# [Consignes]
• a. D'après l'extrait sur les cancers professionnels, quelle proportion des femmes ayant déclaré un cancer du poumon en maladie professionnelle a obtenu la reconnaissance ?
• b. Prolongez l'extrait sur les cancers professionnels à la suite de sa dernière phrase.

# [Extrait fourni]
☆ ☆ ☆

Le travail dans les ongleries et les salons de coiffure expose également à des cancérogènes. « Les produits utilisés dans les métiers de la coiffure sont très nombreux et leur composition n’est pas toujours connue », confirme Moritz Hunsmann, co-directeur du Groupement d'intérêt scientifique sur les cancers d'origine professionnelle dans le Vaucluse (Giscop 84). Ce dispositif de recherche-action suit une cohorte de patients atteints de cancers hématologiques, afin de détecter d’éventuelles expositions à des cancérogènes lors de leur parcours professionnel et les accompagner le cas échéant dans leurs démarches de reconnaissance. Le secteur du nettoyage est aussi à risque. « Il cumule des multi-expositions mal caractérisées, notamment parce que les produits sont mélangés à même le seau, sans que les personnes connaissent leur composition et leurs éventuelles réactions, et du fait que les salariées peuvent travailler sur plusieurs sites dans la même journée avec des produits différents », relève Emilie Counil.

Une réparation plus ardue

La moindre traçabilité des expositions professionnelles des femmes leur permet moins facilement de relier leur cancer au travail et complique leurs démarches en matière de réparation. Sur le sujet, le Giscop 93 livre des chiffres éloquents. Antérieur au groupement d'intérêt scientifique du Vaucluse, il poursuit la même démarche mais auprès de victimes de cancers des voies respiratoires en Seine-Saint-Denis. « Pour la période 2002-2016, seules 27 % des femmes avaient pu obtenir le certificat médical initial indispensable pour une reconnaissance en maladie professionnelle, contre 62 % des hommes, rapporte Emilie Counil. Parmi celles et ceux qui ont effectué une déclaration de maladie professionnelle pour un cancer du poumon, seulement 46 % des femmes ont obtenu la reconnaissance contre 78 % des hommes. Le Giscop 93 proposant un accompagnement individualisé, on peut s’attendre à ce qu’en dehors du dispositif l’écart soit bien plus important. »

☆ ☆ ☆

# [Données fournies]
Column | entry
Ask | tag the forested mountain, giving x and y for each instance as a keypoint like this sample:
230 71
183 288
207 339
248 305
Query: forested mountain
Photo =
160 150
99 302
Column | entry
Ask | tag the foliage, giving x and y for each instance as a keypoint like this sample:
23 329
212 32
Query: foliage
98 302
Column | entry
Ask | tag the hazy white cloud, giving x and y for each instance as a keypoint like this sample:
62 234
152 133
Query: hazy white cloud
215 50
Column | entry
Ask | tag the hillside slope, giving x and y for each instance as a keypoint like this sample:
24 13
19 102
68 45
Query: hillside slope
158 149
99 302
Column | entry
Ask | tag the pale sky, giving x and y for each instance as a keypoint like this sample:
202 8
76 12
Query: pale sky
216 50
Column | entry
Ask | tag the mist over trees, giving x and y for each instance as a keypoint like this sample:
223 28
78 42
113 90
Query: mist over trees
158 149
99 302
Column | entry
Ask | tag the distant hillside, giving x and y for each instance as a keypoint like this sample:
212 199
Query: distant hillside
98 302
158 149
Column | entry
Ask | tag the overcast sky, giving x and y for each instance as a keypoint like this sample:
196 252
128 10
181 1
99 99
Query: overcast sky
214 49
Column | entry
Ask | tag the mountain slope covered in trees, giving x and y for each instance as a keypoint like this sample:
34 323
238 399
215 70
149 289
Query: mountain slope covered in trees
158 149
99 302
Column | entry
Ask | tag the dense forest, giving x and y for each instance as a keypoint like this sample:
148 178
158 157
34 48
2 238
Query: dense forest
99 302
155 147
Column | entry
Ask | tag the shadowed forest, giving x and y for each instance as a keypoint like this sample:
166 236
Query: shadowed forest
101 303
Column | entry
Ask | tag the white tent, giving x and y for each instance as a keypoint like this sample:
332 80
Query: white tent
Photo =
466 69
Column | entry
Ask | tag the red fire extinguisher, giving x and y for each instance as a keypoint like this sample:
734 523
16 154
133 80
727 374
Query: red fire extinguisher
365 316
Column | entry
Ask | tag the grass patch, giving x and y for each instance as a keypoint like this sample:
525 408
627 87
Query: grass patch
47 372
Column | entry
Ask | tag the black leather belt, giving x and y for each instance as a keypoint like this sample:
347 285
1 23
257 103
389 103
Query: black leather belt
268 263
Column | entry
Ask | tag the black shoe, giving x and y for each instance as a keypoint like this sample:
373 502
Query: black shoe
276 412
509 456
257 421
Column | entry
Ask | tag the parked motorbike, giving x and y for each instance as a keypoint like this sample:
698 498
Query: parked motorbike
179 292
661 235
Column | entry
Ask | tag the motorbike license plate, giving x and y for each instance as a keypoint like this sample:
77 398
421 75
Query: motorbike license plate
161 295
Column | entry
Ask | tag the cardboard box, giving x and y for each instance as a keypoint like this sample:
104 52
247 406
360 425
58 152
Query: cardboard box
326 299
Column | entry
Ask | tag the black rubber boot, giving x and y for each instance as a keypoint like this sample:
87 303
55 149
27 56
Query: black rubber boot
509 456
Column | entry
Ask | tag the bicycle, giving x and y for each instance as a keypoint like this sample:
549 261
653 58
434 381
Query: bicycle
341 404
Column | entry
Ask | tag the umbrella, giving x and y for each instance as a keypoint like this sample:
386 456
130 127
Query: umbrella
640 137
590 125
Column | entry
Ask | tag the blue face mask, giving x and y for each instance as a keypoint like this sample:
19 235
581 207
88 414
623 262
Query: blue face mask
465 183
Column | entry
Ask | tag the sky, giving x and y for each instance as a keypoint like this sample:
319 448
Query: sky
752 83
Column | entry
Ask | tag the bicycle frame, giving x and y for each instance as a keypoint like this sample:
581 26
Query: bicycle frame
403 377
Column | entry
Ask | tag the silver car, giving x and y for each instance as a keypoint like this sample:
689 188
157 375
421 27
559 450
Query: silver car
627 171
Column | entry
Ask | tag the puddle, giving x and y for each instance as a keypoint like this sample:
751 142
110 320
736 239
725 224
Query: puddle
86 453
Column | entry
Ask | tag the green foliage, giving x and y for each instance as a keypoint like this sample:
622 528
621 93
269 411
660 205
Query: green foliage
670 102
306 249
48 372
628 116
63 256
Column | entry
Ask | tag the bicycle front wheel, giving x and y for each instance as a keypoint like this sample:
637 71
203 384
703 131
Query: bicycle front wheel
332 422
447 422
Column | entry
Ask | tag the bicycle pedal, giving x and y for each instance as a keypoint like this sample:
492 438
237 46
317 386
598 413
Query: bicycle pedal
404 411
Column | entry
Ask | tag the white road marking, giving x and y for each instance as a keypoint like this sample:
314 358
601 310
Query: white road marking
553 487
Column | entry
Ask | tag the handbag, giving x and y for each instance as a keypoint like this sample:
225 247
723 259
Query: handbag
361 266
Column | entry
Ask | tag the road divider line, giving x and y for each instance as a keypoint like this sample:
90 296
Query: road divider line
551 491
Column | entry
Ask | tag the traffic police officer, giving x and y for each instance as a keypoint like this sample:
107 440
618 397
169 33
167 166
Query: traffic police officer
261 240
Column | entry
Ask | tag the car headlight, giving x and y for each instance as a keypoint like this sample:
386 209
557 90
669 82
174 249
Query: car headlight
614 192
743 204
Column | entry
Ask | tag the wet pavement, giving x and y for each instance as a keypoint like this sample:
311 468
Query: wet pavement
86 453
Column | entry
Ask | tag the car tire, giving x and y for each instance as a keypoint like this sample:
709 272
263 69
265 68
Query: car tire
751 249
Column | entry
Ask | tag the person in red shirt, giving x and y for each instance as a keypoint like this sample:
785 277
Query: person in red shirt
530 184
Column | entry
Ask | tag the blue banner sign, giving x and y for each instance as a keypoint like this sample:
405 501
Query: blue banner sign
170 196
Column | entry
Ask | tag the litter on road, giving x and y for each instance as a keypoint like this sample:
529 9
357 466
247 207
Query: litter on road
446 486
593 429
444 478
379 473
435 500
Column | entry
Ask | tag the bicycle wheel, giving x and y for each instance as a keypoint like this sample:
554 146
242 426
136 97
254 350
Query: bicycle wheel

☆ ☆ ☆

# [Réponses par consigne]
• a. Seulement 46 % d'entre elles.

• b.
Au Giscop 84, Moritz Hunsmann confirme que la même mécanique à l’œuvre : « Avec un ratio initial de 1,3 homme pour une femme au sein de la population atteinte de lymphomes non hodgkiniens et de myélomes, sur les 64 patients ayant procédé à la déclaration en maladie professionnelle depuis 2019, 14 ont abouti, dont une seule femme. » La méconnaissance des cancérogènes auxquels elles sont exposées désavantage les femmes face à des tableaux de maladies professionnelles souvent établis pour des emplois typiquement masculins, où les cancérogènes sont plus identifiables et où il existe un fort taux de syndicalisation. Davantage exposées à la précarité, avec des carrières plus fréquemment hachées, les femmes atteignent aussi plus difficilement les durées minimales d’exposition requises. « Là où la main-d’œuvre est éclatée, comme dans l’aide à domicile ou le nettoyage, la création de tableaux de maladie professionnelle est encore moins probable que dans des secteurs fortement syndiqués », relève également Moritz Hunsmann. Enfin, désavantage supplémentaire dans une liste déjà longue, si les femmes soutiennent généralement leur compagnon dans les démarches de reconnaissance en maladie professionnelle, l’inverse se vérifie moins souvent.